▶ [What is required]
State how many lines in the rows below contain the string "only". Reply with that number and nothing else.

Start of Material for this task

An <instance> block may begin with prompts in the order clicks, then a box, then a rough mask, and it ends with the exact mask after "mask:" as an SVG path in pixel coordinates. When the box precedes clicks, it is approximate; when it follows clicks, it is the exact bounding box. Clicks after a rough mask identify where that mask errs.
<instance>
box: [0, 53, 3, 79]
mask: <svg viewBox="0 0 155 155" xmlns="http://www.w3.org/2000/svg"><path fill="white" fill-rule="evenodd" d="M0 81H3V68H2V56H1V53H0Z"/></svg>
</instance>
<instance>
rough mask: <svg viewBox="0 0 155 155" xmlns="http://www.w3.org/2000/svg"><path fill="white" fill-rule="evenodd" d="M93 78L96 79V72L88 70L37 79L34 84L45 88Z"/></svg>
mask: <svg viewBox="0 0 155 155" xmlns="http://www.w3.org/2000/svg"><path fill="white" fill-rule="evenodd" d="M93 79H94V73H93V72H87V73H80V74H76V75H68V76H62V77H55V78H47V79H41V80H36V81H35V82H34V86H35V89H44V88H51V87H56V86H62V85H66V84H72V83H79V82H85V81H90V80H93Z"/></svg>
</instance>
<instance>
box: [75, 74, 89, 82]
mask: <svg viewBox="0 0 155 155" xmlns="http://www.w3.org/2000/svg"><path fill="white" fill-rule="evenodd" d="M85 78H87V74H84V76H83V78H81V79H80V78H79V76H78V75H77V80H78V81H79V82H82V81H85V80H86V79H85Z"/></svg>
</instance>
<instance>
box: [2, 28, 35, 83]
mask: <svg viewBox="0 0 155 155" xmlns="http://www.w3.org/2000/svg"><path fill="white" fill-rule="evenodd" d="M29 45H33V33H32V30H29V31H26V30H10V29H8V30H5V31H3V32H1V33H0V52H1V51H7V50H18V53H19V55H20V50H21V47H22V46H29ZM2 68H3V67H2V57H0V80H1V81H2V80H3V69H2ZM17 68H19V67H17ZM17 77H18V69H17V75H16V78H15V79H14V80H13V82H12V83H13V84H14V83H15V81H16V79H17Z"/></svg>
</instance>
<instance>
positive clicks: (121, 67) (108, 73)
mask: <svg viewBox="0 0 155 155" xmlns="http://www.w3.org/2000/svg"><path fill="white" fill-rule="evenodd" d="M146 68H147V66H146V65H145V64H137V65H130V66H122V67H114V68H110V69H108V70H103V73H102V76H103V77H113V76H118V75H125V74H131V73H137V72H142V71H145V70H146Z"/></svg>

End of Material for this task
Start of Material for this task

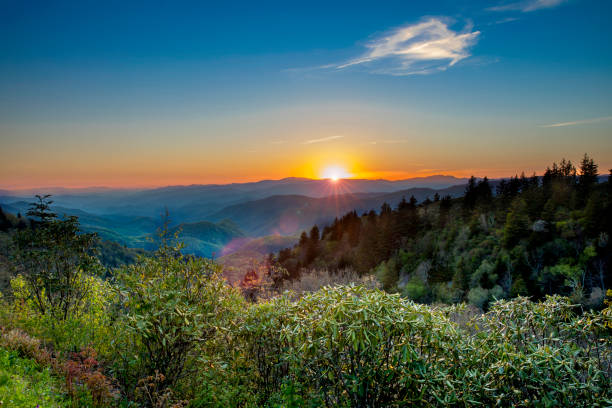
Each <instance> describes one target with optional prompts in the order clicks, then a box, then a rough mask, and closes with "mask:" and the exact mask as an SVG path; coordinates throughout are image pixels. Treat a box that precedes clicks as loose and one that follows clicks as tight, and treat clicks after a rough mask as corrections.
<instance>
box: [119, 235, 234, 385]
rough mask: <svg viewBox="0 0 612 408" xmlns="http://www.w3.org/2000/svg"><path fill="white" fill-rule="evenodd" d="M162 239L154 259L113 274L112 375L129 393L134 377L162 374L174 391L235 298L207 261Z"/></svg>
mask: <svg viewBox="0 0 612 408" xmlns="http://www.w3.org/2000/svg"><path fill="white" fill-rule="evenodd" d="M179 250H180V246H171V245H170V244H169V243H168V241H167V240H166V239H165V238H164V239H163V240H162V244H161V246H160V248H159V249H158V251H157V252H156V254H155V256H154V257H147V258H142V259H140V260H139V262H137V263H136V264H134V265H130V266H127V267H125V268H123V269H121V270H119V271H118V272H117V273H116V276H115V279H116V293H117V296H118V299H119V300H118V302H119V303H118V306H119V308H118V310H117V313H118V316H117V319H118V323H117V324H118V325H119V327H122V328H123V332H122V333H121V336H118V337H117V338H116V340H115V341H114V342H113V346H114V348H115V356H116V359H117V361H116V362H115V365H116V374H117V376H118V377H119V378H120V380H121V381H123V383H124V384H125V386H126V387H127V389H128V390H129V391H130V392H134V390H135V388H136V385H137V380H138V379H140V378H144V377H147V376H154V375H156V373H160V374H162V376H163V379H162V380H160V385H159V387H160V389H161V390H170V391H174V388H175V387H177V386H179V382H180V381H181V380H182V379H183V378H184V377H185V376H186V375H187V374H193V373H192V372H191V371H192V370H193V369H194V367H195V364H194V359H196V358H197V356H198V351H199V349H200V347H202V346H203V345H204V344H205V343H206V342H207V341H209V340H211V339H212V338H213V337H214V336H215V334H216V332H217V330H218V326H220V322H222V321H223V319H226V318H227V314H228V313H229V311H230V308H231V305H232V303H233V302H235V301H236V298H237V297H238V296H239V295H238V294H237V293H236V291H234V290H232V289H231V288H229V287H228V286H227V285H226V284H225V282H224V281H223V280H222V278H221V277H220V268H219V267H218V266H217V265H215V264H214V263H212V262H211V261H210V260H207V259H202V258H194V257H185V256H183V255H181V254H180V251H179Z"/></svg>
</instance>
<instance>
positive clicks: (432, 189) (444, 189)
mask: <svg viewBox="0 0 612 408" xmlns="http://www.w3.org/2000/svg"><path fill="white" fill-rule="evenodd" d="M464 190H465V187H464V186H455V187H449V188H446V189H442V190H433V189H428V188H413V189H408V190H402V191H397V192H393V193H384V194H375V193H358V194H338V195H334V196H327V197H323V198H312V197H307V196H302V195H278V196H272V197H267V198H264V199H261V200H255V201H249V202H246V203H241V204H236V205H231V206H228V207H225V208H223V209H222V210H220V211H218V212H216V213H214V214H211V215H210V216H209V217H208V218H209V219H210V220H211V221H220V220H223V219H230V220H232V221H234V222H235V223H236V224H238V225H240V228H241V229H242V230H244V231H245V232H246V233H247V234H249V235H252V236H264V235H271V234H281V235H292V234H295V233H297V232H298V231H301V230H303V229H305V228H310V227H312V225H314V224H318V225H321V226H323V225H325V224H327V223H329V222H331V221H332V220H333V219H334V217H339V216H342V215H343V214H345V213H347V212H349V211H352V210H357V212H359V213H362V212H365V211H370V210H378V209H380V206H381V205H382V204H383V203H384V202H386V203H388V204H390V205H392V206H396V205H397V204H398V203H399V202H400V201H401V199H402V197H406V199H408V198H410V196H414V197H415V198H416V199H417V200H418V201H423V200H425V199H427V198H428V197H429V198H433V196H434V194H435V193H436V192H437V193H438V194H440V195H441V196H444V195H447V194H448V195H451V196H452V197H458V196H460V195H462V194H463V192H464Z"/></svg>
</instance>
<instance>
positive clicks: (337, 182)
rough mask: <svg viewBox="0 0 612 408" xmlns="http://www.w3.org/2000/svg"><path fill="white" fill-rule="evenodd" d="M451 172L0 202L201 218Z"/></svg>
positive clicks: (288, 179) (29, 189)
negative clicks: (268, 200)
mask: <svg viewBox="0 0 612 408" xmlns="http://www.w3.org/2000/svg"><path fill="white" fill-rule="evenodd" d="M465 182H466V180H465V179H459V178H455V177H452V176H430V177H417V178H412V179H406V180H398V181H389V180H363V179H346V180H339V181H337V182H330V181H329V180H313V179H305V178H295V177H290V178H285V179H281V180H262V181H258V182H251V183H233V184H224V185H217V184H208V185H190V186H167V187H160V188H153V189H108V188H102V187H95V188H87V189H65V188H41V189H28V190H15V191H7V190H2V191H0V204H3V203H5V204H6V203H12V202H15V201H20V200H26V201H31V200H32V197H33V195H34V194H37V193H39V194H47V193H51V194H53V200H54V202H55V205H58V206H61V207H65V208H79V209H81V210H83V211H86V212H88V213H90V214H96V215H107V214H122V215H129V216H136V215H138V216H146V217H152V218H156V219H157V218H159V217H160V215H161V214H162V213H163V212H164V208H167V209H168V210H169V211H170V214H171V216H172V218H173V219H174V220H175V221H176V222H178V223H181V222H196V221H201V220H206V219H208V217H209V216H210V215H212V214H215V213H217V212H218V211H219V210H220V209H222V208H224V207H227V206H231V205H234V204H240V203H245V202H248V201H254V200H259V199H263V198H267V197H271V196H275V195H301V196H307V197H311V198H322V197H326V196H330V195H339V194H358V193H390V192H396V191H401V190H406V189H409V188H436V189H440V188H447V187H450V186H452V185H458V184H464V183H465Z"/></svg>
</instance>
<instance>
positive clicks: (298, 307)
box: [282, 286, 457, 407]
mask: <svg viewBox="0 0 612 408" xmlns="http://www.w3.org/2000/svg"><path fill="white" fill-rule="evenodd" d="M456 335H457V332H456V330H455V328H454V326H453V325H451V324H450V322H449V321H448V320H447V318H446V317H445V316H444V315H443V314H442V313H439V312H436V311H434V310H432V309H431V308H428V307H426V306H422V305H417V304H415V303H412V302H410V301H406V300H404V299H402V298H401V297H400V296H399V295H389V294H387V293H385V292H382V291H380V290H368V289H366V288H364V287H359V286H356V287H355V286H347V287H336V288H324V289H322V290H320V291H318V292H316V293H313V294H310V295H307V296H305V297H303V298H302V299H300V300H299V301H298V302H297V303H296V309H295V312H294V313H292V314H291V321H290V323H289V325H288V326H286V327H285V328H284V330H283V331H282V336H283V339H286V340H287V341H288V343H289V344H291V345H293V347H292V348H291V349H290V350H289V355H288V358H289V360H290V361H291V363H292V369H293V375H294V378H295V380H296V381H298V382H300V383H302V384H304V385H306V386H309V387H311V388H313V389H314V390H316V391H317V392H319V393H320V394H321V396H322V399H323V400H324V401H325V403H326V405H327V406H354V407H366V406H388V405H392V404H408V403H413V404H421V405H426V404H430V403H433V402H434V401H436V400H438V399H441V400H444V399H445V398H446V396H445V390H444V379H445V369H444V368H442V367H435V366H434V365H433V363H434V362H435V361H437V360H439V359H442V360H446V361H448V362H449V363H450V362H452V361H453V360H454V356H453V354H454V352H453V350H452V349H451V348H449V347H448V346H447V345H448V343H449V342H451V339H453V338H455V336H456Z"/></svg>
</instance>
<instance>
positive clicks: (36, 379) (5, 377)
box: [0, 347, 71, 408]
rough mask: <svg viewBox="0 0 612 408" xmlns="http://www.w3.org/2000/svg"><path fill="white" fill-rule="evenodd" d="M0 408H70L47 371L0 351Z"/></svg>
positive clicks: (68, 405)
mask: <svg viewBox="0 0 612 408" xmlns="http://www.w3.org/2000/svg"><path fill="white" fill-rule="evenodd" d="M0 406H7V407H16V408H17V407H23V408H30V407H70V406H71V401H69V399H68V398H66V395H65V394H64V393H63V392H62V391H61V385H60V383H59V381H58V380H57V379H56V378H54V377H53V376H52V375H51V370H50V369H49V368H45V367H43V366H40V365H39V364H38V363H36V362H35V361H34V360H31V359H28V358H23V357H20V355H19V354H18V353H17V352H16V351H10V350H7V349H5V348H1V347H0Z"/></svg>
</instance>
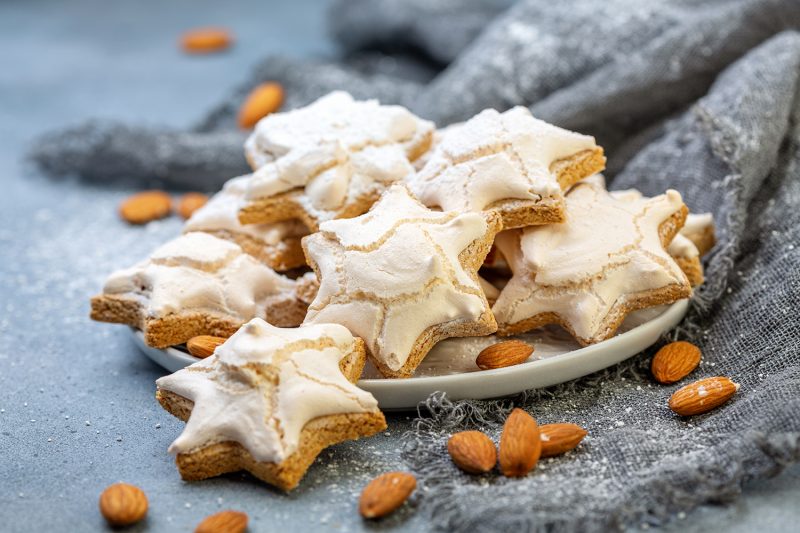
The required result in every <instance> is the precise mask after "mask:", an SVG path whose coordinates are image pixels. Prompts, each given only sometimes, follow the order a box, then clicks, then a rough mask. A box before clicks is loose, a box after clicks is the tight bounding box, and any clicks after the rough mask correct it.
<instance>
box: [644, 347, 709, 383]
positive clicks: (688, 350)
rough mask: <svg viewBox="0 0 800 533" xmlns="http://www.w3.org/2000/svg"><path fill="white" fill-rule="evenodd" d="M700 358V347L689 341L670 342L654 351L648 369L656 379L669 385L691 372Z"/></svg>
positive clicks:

End of Material for this task
Start of Material for this task

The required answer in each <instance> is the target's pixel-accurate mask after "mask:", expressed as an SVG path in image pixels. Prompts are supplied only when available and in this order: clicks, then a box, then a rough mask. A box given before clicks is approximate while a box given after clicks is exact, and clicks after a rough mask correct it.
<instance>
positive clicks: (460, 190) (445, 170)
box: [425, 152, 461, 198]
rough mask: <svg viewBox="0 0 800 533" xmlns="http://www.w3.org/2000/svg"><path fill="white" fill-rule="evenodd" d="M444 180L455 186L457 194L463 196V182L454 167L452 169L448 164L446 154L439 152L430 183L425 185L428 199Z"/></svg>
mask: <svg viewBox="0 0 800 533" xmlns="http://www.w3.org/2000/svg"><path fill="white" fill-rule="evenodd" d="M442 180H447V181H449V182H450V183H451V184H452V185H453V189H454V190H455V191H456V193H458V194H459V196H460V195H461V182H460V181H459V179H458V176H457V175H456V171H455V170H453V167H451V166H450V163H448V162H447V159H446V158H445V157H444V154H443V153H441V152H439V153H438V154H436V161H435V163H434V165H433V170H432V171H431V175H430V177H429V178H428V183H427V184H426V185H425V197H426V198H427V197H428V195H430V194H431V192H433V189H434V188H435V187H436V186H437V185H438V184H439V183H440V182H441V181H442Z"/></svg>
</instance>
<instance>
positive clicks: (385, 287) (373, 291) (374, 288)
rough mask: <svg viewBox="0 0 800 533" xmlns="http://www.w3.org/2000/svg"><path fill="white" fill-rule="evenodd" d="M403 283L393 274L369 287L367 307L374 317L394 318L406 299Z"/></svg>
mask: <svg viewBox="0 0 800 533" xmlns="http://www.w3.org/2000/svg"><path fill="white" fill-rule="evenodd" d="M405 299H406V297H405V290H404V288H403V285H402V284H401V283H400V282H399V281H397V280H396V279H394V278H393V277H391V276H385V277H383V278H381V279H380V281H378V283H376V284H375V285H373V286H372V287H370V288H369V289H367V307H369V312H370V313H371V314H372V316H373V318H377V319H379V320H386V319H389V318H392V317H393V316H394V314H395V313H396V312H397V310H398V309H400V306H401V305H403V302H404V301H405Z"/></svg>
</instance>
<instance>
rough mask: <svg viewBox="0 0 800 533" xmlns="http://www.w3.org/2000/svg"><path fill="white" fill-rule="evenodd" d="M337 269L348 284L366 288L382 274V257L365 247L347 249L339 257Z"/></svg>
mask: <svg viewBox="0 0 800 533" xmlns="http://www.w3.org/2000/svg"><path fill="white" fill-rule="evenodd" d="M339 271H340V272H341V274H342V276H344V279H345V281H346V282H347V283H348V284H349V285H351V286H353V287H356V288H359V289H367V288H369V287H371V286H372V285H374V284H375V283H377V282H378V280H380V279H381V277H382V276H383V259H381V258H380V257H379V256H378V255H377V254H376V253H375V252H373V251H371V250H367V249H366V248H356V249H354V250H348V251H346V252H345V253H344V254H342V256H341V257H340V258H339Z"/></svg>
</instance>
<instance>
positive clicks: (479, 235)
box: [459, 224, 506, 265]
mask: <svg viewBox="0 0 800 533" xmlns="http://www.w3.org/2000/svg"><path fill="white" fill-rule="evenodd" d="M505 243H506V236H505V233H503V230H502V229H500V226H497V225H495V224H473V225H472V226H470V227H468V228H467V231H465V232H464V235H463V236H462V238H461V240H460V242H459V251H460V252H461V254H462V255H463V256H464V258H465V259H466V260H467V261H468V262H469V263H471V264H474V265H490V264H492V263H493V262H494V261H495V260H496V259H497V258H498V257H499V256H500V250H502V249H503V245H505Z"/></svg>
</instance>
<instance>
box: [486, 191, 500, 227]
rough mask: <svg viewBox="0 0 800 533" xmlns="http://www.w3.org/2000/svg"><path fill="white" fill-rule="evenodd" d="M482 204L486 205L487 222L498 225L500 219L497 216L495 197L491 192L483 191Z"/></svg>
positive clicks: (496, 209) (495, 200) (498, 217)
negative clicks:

End of Material for this task

▶ [Solution to this problem]
2